[Position identification records]
==========
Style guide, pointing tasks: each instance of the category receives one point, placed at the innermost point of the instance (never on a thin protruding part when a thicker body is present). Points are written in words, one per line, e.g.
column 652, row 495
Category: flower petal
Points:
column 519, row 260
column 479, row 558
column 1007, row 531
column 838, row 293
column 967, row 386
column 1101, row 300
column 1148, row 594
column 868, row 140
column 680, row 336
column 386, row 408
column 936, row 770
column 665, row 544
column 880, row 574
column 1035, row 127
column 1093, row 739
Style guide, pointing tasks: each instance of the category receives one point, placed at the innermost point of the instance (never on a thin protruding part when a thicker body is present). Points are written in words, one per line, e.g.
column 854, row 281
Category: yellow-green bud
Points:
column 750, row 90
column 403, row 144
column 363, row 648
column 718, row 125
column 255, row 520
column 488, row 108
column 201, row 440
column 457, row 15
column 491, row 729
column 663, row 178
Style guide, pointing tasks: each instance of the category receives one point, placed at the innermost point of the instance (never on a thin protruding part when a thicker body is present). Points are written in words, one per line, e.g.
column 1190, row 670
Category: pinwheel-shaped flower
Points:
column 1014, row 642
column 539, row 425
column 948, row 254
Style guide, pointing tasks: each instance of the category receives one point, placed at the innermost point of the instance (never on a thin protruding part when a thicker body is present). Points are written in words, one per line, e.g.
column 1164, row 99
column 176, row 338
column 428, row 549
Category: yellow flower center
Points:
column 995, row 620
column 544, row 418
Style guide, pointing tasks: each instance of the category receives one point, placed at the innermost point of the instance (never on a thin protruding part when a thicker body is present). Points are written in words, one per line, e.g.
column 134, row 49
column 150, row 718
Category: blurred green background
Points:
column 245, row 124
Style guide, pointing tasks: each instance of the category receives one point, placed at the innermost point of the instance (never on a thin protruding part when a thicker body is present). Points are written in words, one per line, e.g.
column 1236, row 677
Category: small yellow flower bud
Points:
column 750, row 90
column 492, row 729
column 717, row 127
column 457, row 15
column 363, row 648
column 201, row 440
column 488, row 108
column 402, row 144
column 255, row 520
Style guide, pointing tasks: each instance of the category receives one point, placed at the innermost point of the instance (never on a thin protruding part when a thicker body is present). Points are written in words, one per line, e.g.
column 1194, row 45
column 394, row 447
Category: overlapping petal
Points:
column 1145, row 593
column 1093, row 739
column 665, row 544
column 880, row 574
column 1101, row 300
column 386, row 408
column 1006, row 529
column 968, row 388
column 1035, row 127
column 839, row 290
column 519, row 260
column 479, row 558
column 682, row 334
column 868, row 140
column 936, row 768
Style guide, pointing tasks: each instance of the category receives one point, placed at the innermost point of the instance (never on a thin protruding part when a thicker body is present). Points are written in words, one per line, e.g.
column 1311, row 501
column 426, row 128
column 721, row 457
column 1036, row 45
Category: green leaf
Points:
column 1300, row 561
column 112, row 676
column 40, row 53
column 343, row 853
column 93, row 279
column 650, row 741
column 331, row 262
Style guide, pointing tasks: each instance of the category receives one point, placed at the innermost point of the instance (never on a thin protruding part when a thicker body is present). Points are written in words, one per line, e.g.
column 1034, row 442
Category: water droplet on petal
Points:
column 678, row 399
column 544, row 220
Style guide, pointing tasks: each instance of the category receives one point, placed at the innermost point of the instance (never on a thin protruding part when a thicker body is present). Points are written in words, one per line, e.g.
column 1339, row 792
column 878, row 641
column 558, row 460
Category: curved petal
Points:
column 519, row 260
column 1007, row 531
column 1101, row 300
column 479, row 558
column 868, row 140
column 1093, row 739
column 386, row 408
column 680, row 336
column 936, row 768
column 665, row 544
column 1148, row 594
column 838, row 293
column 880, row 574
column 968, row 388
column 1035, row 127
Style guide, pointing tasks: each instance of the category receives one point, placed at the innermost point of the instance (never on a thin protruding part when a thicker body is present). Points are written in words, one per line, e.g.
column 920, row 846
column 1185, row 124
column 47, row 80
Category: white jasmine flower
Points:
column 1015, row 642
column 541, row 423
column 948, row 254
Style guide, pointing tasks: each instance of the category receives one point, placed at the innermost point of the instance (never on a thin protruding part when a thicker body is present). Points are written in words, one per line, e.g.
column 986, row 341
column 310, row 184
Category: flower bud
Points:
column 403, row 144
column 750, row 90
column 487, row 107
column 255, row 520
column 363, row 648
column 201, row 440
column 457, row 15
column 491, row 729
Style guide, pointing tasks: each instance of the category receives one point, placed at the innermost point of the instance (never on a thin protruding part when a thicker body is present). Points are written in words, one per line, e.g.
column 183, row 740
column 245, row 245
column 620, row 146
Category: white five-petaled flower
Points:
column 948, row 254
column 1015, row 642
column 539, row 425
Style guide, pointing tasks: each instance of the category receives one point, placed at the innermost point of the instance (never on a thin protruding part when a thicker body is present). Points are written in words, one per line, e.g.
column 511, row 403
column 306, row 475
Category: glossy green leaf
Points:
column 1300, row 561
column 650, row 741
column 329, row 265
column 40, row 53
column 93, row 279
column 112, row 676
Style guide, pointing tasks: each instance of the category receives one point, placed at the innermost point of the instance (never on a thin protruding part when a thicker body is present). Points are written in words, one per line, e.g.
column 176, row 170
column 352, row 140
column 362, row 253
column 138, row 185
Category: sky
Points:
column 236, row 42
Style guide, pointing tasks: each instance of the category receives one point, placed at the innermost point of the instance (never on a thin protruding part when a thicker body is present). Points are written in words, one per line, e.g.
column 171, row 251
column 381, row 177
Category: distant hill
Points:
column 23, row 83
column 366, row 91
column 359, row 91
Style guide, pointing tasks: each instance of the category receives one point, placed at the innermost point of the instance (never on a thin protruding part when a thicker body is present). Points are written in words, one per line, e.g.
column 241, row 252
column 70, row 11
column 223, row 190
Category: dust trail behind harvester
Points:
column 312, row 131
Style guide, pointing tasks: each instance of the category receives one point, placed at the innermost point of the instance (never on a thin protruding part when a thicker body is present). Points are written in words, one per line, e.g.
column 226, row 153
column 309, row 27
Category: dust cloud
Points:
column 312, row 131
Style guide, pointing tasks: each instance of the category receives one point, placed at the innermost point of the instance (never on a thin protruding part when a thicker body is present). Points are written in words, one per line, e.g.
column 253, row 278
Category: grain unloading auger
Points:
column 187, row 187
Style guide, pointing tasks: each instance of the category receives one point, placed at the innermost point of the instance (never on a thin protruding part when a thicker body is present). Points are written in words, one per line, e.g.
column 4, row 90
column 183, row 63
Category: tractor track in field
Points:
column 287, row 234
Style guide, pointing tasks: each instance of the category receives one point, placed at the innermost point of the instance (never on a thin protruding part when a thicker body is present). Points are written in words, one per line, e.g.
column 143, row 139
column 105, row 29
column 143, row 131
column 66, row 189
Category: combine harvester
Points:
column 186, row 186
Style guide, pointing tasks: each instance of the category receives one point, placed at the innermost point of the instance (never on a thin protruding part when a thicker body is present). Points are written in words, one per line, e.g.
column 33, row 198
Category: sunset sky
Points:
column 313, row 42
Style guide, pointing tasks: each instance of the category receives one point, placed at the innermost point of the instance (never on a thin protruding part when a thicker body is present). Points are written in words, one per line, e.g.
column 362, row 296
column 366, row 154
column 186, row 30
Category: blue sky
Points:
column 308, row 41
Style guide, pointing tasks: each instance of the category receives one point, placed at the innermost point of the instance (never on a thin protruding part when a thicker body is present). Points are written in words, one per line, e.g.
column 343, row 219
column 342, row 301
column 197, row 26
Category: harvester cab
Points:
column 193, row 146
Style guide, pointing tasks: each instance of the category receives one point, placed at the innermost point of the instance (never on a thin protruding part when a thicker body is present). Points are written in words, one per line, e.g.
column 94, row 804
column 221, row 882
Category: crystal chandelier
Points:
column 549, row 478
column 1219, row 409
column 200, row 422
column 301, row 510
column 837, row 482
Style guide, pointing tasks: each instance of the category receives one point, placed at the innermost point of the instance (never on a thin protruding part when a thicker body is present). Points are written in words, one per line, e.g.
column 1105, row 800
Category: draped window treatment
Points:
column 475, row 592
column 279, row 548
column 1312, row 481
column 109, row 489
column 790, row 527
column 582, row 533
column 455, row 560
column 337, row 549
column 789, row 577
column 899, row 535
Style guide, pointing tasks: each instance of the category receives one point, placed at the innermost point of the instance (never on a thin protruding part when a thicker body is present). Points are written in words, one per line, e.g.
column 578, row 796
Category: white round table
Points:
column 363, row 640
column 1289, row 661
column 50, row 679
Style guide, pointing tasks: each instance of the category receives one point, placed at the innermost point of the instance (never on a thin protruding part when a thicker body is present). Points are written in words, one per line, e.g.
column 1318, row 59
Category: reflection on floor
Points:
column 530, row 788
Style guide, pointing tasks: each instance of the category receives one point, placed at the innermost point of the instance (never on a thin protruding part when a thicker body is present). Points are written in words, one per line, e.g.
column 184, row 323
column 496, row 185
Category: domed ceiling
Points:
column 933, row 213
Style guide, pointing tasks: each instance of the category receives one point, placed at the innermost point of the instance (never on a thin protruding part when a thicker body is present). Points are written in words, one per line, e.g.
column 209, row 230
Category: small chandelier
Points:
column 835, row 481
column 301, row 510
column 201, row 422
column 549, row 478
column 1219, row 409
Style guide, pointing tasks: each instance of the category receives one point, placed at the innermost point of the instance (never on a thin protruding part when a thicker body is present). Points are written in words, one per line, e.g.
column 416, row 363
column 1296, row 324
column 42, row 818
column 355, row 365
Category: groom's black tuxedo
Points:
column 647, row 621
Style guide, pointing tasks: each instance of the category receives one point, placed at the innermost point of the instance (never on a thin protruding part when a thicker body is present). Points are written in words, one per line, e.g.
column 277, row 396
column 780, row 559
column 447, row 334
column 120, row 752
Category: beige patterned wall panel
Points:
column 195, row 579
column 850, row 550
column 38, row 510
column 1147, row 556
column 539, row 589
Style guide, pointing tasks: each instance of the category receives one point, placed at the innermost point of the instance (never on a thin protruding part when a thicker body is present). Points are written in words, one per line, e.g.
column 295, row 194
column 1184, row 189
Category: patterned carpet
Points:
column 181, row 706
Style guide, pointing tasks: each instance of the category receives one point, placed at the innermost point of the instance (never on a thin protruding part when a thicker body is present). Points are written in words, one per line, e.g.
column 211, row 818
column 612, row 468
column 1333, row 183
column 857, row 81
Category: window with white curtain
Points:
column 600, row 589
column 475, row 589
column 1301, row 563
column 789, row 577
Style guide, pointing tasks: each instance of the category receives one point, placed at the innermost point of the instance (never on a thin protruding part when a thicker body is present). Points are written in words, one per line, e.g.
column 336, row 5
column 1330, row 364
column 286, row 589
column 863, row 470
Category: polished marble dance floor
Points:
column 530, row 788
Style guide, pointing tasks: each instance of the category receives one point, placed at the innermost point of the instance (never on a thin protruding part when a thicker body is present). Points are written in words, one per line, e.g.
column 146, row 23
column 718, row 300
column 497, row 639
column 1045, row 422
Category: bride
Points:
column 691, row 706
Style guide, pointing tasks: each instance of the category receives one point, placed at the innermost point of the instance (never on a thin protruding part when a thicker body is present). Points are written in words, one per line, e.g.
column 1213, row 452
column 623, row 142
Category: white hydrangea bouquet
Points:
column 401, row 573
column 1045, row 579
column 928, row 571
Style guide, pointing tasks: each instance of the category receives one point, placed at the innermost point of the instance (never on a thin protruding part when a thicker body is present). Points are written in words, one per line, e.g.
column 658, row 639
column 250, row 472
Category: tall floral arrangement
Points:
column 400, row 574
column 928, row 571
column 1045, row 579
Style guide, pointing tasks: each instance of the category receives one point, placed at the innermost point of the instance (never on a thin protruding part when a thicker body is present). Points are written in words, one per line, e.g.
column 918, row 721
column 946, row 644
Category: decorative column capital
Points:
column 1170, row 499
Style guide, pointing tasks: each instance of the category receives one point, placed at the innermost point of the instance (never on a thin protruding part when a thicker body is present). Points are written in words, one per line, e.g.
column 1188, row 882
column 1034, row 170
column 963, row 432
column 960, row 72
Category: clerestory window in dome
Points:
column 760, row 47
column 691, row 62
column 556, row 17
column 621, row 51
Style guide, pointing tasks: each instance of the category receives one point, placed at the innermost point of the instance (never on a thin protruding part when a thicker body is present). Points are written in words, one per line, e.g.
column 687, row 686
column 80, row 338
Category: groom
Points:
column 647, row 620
==========
## GIVEN PROBLEM:
Reproduce the material word for word, starting at its first line and ending with the line that contains "column 245, row 124", including both of those lines.

## EXERCISE OUTPUT:
Style guide, pointing tasks: each instance of the category receives one point, placed at the innermost point of the instance (never on a thin protruding part when a thicker body is present). Points are written in words, one per line, e.g.
column 652, row 495
Category: flower petal
Points:
column 519, row 260
column 479, row 558
column 1007, row 531
column 838, row 293
column 967, row 386
column 1101, row 300
column 1148, row 594
column 868, row 140
column 680, row 336
column 386, row 408
column 936, row 770
column 665, row 544
column 880, row 574
column 1035, row 127
column 1093, row 739
Style guide, pointing tasks: each instance of the category receives one point, placed at the innermost point of the instance (never on a thin protruding part when a thicker body is present). Points are written in words, one per line, e.g.
column 854, row 281
Category: yellow-green bud
Points:
column 750, row 90
column 403, row 144
column 363, row 648
column 718, row 125
column 255, row 520
column 488, row 108
column 201, row 440
column 457, row 15
column 491, row 729
column 663, row 178
Style guide, pointing tasks: each instance of the category receives one point, placed at the innermost point of the instance (never on a thin protruding part when a thicker body is present). Points are written in words, one per line, e.g.
column 1190, row 670
Category: pinwheel-shaped flower
Points:
column 1014, row 642
column 539, row 425
column 948, row 254
Style guide, pointing tasks: each instance of the category receives one point, placed at the innermost point of the instance (never on a thin protruding part when a thicker body is present). Points are written in words, one per line, e.g.
column 1164, row 99
column 176, row 338
column 428, row 549
Category: yellow flower center
Points:
column 995, row 620
column 544, row 418
Style guide, pointing tasks: each instance of the category receives one point, placed at the innermost point of the instance (never on a thin protruding part when a thicker body is present). Points are written in words, one per line, e.g.
column 134, row 49
column 150, row 718
Category: blurred green background
Points:
column 245, row 124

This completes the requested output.